(Short task): Pull out each line of the entries below that contains the word "building". Matching is case-sensitive.

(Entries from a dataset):
☆ ☆ ☆ ☆ ☆

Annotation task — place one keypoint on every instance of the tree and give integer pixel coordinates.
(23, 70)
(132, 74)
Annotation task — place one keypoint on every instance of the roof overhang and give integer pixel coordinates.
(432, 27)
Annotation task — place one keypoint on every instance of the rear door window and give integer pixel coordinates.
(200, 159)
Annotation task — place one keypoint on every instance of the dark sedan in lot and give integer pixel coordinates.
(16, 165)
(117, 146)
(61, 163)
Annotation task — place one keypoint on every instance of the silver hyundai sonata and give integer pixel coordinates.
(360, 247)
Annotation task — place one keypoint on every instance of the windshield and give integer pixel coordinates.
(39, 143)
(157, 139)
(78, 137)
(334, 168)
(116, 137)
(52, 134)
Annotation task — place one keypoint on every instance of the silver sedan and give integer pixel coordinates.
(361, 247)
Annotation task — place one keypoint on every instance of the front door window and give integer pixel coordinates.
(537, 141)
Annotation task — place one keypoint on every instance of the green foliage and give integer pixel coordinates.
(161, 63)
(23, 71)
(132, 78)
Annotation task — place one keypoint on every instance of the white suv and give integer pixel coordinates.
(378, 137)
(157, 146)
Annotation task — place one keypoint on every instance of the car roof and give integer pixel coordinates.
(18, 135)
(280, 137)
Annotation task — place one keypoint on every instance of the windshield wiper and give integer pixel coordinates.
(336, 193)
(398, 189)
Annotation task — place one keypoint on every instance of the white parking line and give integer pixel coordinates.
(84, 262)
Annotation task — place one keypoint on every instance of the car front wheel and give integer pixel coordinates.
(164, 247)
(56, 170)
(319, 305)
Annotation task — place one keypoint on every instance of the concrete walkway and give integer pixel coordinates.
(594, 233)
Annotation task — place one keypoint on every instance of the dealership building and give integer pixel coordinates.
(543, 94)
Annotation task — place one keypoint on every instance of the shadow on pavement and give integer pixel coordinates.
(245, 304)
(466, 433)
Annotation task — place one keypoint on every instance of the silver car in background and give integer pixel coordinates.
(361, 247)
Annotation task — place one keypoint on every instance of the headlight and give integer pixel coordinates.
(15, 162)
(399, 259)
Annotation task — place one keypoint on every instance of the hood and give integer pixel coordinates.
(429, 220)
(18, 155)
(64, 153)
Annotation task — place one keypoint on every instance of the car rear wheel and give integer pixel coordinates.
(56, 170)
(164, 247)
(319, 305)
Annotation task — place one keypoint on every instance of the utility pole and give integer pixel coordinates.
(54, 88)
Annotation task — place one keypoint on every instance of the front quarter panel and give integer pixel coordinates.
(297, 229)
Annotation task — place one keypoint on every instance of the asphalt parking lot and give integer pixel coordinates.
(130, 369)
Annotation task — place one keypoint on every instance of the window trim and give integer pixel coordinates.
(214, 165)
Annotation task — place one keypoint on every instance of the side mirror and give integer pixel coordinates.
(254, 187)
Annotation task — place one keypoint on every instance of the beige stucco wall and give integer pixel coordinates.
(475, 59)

☆ ☆ ☆ ☆ ☆

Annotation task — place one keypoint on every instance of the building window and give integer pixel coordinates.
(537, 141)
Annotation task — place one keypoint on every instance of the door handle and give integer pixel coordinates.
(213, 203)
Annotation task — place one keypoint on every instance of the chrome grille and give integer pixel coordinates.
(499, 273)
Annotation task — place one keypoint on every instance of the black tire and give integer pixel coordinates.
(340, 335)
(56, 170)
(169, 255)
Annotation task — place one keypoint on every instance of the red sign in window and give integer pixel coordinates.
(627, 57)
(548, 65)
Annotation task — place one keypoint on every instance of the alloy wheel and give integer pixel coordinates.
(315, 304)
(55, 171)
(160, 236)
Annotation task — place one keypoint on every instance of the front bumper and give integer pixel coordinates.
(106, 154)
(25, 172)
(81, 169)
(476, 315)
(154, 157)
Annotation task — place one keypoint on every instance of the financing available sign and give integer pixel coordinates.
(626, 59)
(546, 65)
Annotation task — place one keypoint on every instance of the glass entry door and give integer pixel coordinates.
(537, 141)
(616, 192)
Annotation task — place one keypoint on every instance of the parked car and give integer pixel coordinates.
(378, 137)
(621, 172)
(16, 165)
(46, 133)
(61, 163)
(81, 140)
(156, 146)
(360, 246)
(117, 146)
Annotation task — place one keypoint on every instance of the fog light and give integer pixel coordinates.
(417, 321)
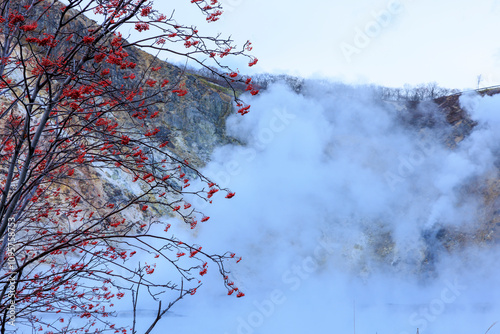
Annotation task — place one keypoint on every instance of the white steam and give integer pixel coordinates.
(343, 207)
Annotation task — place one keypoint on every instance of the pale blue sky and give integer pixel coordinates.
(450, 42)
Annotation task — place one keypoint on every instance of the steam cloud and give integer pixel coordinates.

☆ ☆ ☆ ☆ ☆

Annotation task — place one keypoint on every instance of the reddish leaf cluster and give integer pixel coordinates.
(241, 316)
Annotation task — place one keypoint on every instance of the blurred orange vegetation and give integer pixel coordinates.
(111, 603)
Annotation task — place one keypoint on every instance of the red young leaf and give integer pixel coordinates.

☆ ☆ ☆ ☆ ☆

(Task response):
Annotation task — place one keypoint on every instance of the dealership building and give integer pixel coordinates.
Annotation task — place one keypoint on every instance of the building window and give integer pixel coordinates.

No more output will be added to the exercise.